Travail à faire:
1) Dites si chacune des affirmations suivantes s'accorde avec le texte sur la loi espagnole relative à la chaîne alimentaire, en répondant par oui ou par non et en citant à l'identique les mots du texte qui tranchent. (a) Le projet de loi sera examiné par la Commission de l'agriculture de la Chambre basse espagnole. (b) La nouvelle législation fait l'unanimité. (c) D'après le secteur agricole espagnol, le prix de référence devrait aussi valoir pour les envois agricoles venant de pays tiers.
2) Recopiez un passage du texte sur la loi espagnole relative à la chaîne alimentaire : commencez aux mots « Les producteurs espagnols accusent » et arrêtez-vous après « la concurrence nationale. ».
3) Poursuivez le texte sur la loi espagnole relative à la chaîne alimentaire à la suite de sa dernière phrase.

Texte à lire:
══════
Les producteurs espagnols accusent le nouveau projet de protection de la chaîne alimentaire de bénéficier à la filière agricole marocaine exportatrice. Ce lobby multiplie les attaques pour contrecarrer la concurrence nationale.

La filière espagnole de fruits et légumes s’en prend à sa concurrence marocaine, par le biais du projet de loi sur la modification de la loi sur la chaîne alimentaire. Ce projet, qui sera discuté au cours de cette semaine par la Commission de l’agriculture auprès de la Chambre basse espagnole, mobilise fortement le secteur agricole du pays voisin. À priori, il s’agit d’une législation réclamée depuis des lustres par le secteur, à savoir que les prix de vente couvrent les frais de production. Une fois la legislation adoptée, les producteurs seront mieux lotis : leurs produits ne peuvent plus être commercialisés en deçà du coût de revient. Cette nouvelle législation devrait protéger les producteurs espagnols contre les abus des grands distributeurs. Cependant, elle ne fait pas l’unanimité. Pire encore ! Le lobby des producteurs et exportateurs estime que cette nouvelle mesure devrait servir les intérêts de la filière exportatrice marocaine et lui permettre d’asseoir davantage sa place sur les étals communautaires. De fait, pour ce groupement, la filière exportatrice agricole marocaine est devenue l’argument passe-partout pour blinder sa position et évincer toute concurrence.

Pour les producteurs agricoles espagnols, cette nouvelle norme législative contribuera à doper davantage la demande sur les expéditions marocaines, au vu de leur prix très compétitifs. Car, selon l’argumentaire du secteur agricole espagnol, l’établissement d’un prix de référence est, certes, une mesure louable, mais elle devrait s’appliquer aussi sur les envois agricoles en provenance de pays tiers.
══════
Données présentées:

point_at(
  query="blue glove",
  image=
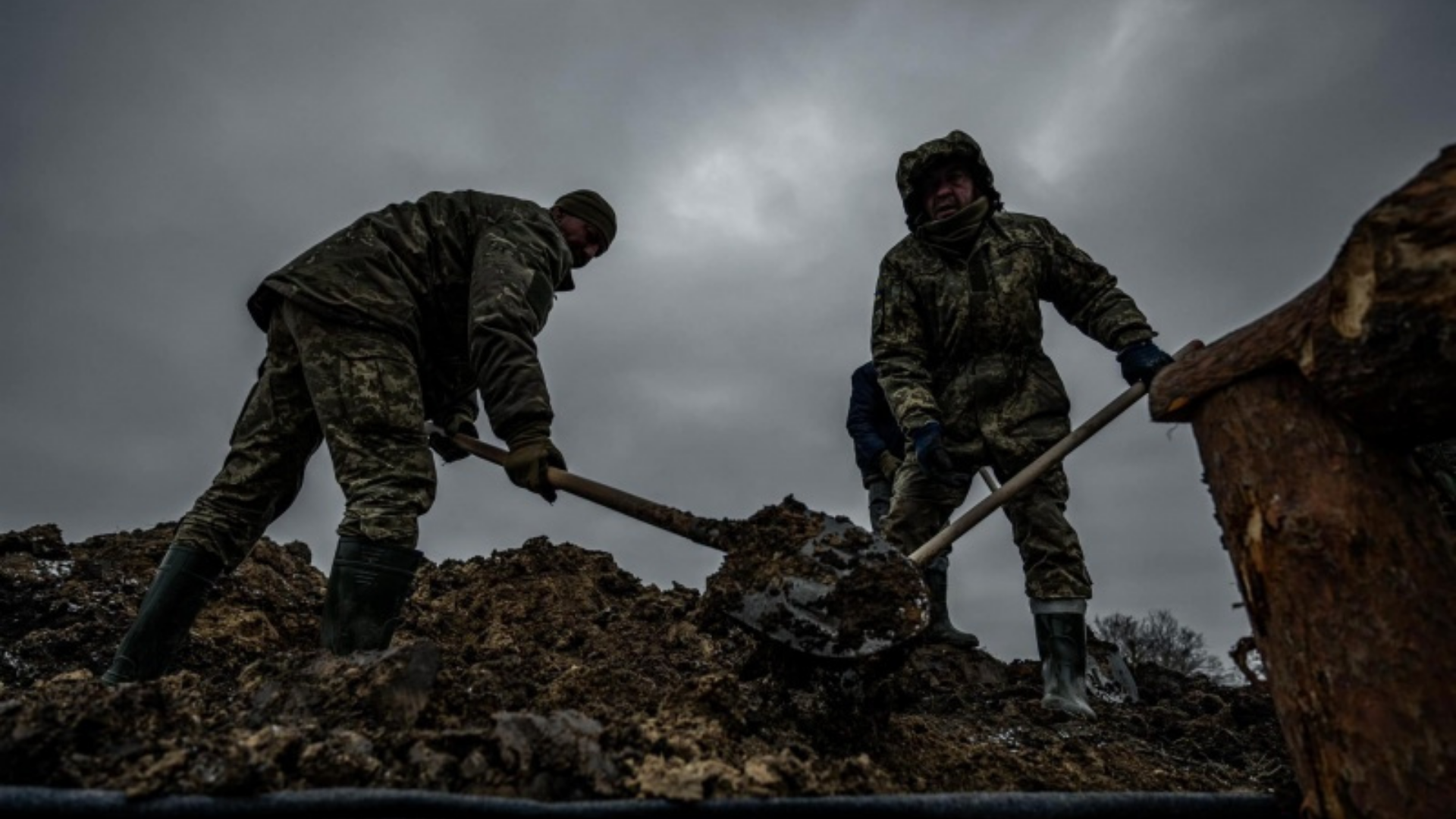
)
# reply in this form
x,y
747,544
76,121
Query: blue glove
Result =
x,y
446,447
935,460
1142,360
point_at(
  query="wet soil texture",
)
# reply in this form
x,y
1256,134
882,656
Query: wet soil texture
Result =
x,y
548,672
817,583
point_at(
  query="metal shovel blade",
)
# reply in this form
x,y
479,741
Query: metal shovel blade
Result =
x,y
840,594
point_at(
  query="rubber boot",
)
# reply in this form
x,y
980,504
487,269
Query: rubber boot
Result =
x,y
174,601
941,629
1062,640
367,589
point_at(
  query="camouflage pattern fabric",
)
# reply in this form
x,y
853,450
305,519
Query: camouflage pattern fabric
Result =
x,y
356,388
957,145
465,280
957,338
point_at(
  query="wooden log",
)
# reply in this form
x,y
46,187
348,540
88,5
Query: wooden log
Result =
x,y
1348,575
1376,337
1305,422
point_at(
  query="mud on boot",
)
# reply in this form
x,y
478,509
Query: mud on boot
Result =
x,y
1062,642
174,601
369,585
941,630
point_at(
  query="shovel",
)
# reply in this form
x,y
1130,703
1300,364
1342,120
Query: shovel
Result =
x,y
810,583
877,586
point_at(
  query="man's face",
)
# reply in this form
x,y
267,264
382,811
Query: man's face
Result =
x,y
946,190
585,242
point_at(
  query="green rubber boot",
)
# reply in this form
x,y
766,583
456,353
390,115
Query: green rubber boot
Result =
x,y
1062,640
941,629
367,589
174,601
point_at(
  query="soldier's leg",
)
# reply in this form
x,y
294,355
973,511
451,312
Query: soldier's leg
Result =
x,y
366,391
921,507
1059,586
261,475
1050,551
274,436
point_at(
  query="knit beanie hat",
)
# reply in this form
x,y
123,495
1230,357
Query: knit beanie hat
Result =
x,y
590,207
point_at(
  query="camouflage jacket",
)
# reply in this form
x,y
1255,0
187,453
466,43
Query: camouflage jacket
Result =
x,y
960,338
465,279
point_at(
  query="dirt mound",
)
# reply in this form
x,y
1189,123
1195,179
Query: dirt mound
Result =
x,y
548,672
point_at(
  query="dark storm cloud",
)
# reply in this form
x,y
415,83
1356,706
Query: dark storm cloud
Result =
x,y
158,159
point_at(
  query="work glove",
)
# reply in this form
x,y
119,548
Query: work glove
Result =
x,y
444,447
532,453
889,465
1142,360
935,460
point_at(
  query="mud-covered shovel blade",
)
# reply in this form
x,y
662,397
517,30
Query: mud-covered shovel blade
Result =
x,y
840,594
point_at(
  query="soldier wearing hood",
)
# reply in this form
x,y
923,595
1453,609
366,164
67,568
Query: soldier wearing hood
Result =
x,y
400,318
957,344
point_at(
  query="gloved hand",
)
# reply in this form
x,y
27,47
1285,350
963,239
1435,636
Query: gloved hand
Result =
x,y
528,461
441,444
1142,360
935,460
889,465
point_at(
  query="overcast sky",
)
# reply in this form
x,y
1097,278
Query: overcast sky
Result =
x,y
159,159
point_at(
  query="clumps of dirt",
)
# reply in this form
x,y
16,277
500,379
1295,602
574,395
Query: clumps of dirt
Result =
x,y
817,583
548,672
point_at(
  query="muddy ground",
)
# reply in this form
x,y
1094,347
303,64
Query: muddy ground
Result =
x,y
548,672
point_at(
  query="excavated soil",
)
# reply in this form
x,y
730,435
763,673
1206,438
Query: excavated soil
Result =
x,y
548,672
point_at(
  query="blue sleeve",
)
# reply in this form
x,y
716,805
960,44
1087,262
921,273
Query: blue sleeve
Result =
x,y
861,422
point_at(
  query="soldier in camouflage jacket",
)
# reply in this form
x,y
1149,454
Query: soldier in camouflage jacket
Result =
x,y
957,344
400,318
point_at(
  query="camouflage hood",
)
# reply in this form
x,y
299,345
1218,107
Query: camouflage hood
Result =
x,y
957,145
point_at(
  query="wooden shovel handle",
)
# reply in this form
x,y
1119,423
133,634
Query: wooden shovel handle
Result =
x,y
1024,479
666,518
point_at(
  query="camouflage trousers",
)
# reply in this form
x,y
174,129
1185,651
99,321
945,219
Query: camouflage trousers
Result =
x,y
354,388
1050,553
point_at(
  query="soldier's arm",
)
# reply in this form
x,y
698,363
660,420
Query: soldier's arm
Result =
x,y
1087,295
900,352
861,422
511,293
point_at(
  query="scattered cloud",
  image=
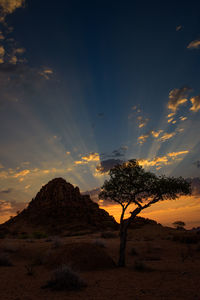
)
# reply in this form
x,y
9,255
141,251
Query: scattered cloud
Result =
x,y
142,139
46,73
178,97
163,160
197,164
108,164
194,44
183,118
120,152
142,122
179,27
21,174
91,157
195,103
167,136
156,134
8,7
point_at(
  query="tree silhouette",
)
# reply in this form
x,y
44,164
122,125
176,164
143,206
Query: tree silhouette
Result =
x,y
129,184
179,224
══════
Liste des réponses:
1)
(a) Oui : « sera discuté au cours de cette semaine par la Commission de l’agriculture auprès de la Chambre basse espagnole »
(b) Non : « elle ne fait pas l’unanimité »
(c) Oui : « elle devrait s’appliquer aussi sur les envois agricoles en provenance de pays tiers »

2)
Les producteurs espagnols accusent le nouveau projet de protection de la chaîne alimentaire de bénéficier à la filière agricole marocaine exportatrice. Ce lobby multiplie les attaques pour contrecarrer la concurrence nationale.

3)
Dans le cas contraire, les agriculteurs ibériques estiment que cette mesure profitera largement aux exportations agricoles marocaines. Selon les pronostics de ces professionnels, les exportateurs marocains auront plus de marge de manœuvre pour écouler leurs marchandises à des prix plus compétitifs, vu que leurs concurrents espagnols auront les mains liées et ne peuvent baisser les prix. Ceux-ci ne peuvent, en aucun cas, être inférieurs au prix naturel. Par contre, déplorent-ils, les exportateurs ne peuvent commercialiser leurs marchandises tant que les tarifs sont inférieurs au prix de revient. “Ainsi, la production marocaine en profitera pour liquider tout ce que le secteur horticole espagnol ne peut placer en-dessous du prix de revient”, se lamente l’association des organisations des producteurs de fruits et l’horticulture (COEXPHAL). Ce qui entraînera, ajoute l’organisation, une domination marocaine et hollandaise sur ce marché, craint-elle. La filière ne sait plus «sur quel pied danser». D’une part, elle réclame une meilleure protection face aux grands distributeurs, accusés de dicter leur loi et tirer les prix vers le bas, au détriment des producteurs. D’une autre part, elle espère éliminer la concurrence marocaine, en lui imposant une législation purement espagnole. Car pour ce lobby, les conditions de production ne sont pas les mêmes, comme la main-d’œuvre jugée plus abordable au royaume. Cependant, ce qu’elle cherche la filière, c’est un protectionnisme sévère, qui élimine toute velléité de concurrence. Pour le moment, le gouvernement espagnol refuse d’apporter tout amendement à ce projet.